┌─ Data provided

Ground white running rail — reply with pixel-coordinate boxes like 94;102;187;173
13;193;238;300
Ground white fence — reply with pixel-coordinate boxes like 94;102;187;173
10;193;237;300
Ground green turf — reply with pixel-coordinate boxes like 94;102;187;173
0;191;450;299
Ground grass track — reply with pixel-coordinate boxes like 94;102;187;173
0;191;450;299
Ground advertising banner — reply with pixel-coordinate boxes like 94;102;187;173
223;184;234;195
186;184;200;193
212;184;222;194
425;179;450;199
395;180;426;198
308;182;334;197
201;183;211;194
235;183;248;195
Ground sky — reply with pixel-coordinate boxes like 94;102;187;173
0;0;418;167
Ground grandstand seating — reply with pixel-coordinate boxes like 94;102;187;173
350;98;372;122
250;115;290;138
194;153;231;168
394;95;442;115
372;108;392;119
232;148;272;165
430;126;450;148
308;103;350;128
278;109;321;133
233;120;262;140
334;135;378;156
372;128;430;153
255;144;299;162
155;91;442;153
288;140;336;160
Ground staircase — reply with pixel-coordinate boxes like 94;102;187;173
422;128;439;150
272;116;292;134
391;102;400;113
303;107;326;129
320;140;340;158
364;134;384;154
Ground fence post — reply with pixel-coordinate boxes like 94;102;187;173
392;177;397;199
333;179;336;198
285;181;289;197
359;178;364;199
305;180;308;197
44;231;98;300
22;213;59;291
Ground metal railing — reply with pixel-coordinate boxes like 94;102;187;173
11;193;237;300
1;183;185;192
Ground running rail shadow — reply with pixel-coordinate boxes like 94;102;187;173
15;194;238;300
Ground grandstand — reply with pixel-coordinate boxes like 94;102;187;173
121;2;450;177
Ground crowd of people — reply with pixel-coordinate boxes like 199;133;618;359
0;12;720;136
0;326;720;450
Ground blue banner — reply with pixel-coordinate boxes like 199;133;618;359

└─

**Set task**:
Please rewrite the records from the start through the line containing "235;183;248;195", inclusive, as a two-column CSV headed label_text and boxes. Give one row per record with its text and its answer, each in a single quoted field, and replace every line break with a space.

**Complete answer**:
label_text,boxes
"Ground white running rail — reply with pixel-coordinate boxes like 94;102;187;173","13;193;238;300"
"Ground white fence — reply with pixel-coordinate boxes like 94;102;187;173","10;193;237;300"
"Ground green turf — reply with pixel-coordinate boxes like 94;102;187;173","0;191;450;299"
"Ground grass track — reply with pixel-coordinate boxes like 94;102;187;173","0;191;450;299"
"Ground advertising banner — reply with pixel-coordinate boxes like 94;102;187;173","223;184;234;195 186;184;200;193 212;184;222;194 425;179;450;199 395;180;426;198 308;182;334;197 201;183;211;194 235;183;248;195"